--- SHORT EXERCISE ---
Locate every line in the data below that contains the word "blue", and copy each of those lines. Case counts.

--- RECORDS FOR THIS TASK ---
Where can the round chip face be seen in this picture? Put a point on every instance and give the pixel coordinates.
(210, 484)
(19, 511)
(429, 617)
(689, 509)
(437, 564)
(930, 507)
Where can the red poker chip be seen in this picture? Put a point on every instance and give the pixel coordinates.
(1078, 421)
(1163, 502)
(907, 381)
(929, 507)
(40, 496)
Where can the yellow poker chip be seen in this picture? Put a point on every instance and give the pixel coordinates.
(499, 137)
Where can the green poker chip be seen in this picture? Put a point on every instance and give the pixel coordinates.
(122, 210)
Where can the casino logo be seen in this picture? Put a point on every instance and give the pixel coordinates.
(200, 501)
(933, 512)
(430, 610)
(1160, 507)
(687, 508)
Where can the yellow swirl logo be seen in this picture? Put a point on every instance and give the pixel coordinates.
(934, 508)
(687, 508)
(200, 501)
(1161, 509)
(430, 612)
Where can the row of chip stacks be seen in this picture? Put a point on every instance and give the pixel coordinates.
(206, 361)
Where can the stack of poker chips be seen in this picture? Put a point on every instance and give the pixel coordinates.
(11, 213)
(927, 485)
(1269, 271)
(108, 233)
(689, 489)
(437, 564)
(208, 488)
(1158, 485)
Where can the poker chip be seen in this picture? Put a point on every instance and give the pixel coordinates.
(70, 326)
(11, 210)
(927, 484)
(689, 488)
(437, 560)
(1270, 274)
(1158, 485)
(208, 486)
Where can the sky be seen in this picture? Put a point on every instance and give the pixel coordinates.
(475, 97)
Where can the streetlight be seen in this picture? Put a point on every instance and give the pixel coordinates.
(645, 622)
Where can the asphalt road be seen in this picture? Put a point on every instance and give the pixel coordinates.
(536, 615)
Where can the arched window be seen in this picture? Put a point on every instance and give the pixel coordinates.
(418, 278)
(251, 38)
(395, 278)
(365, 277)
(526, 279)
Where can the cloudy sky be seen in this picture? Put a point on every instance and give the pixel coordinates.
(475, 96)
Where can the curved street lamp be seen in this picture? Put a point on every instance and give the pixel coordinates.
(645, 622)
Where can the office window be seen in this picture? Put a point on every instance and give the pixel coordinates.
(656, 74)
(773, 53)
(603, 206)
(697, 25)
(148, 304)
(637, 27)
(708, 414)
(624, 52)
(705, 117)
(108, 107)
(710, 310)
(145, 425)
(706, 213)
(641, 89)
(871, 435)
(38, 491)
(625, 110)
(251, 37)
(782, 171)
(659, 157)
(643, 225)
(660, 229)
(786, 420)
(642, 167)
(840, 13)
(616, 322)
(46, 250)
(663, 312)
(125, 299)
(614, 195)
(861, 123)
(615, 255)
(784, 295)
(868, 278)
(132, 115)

--

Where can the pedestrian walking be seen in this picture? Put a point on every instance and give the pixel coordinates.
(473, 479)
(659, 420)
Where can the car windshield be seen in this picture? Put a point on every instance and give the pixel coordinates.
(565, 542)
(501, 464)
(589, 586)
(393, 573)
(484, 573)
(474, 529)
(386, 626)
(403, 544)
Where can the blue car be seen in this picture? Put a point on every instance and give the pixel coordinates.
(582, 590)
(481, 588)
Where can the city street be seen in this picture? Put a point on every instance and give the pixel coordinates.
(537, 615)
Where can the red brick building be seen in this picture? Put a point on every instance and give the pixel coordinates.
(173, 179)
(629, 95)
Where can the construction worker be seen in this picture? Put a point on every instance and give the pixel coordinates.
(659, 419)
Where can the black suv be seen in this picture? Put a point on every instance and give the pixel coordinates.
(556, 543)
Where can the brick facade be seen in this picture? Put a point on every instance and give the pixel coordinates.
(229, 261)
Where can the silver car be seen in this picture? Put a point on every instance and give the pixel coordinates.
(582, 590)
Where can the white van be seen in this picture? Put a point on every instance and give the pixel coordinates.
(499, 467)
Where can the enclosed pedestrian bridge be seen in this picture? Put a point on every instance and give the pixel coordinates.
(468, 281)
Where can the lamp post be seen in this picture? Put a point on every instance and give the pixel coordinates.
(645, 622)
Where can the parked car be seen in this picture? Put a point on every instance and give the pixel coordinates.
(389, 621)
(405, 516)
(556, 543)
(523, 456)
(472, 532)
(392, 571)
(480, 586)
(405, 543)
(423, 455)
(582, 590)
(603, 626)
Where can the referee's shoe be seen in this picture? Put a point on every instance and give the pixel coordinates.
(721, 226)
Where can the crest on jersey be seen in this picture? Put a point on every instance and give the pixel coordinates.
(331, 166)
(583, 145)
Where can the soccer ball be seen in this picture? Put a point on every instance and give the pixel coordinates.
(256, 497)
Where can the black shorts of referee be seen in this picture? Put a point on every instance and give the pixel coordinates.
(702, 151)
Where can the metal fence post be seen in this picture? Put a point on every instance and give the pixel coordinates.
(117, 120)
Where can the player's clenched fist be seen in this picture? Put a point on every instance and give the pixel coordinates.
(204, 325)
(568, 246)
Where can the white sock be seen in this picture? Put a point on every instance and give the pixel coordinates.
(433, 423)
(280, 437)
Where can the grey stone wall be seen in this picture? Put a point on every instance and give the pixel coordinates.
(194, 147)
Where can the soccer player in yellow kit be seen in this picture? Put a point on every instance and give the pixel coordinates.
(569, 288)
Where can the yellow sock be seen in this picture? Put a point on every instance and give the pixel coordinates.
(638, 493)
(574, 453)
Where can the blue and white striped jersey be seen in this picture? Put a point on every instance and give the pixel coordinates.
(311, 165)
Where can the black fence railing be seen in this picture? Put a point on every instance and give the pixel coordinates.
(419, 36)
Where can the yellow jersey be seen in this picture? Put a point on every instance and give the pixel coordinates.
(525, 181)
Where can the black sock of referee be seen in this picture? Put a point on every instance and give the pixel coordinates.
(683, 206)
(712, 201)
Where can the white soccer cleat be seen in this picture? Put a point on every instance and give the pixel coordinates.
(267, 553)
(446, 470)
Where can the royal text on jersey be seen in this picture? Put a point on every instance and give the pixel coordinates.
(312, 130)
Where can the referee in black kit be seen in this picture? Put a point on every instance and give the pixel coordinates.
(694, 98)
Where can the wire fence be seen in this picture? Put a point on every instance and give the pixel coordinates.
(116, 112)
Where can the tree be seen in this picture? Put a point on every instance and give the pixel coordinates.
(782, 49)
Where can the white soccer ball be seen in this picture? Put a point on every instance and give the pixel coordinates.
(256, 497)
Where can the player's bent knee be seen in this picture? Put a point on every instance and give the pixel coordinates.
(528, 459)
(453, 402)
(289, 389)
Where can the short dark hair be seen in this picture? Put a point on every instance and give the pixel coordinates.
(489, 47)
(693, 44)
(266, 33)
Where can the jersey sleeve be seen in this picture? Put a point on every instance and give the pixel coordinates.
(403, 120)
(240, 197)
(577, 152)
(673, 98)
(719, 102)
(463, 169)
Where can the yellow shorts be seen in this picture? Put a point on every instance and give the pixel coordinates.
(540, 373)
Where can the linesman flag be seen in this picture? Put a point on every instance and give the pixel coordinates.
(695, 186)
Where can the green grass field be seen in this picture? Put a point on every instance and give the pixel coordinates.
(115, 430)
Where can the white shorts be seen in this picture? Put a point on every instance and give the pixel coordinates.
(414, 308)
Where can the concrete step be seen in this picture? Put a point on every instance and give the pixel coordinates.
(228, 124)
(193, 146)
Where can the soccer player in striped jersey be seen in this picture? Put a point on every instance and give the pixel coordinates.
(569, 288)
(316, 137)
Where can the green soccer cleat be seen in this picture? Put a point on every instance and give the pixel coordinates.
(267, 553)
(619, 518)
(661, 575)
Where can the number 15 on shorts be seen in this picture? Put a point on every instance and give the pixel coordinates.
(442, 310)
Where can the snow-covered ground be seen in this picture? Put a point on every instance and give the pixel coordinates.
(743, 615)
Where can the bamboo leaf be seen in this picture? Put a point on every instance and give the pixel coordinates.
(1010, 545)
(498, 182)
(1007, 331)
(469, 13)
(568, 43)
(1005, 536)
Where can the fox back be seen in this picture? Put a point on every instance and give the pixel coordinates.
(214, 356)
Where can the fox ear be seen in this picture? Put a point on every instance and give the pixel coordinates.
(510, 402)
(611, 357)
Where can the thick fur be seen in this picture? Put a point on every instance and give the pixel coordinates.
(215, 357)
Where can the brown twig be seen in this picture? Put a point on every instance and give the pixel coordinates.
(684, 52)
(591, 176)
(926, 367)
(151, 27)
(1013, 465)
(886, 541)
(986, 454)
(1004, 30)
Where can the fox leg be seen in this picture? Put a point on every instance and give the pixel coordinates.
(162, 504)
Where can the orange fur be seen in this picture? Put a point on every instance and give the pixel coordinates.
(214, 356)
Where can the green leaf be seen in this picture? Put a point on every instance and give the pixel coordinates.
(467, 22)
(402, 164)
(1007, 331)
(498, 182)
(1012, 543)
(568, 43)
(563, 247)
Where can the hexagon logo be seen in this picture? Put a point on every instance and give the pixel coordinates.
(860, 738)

--- RESPONSE TO THIS TASK ---
Where can the blue car be seen in this picture? Put a point on every instance and give the pixel coordinates.
Where can the blue and white striped jersey be seen in this picture? Put a point on every instance and give the pixel coordinates.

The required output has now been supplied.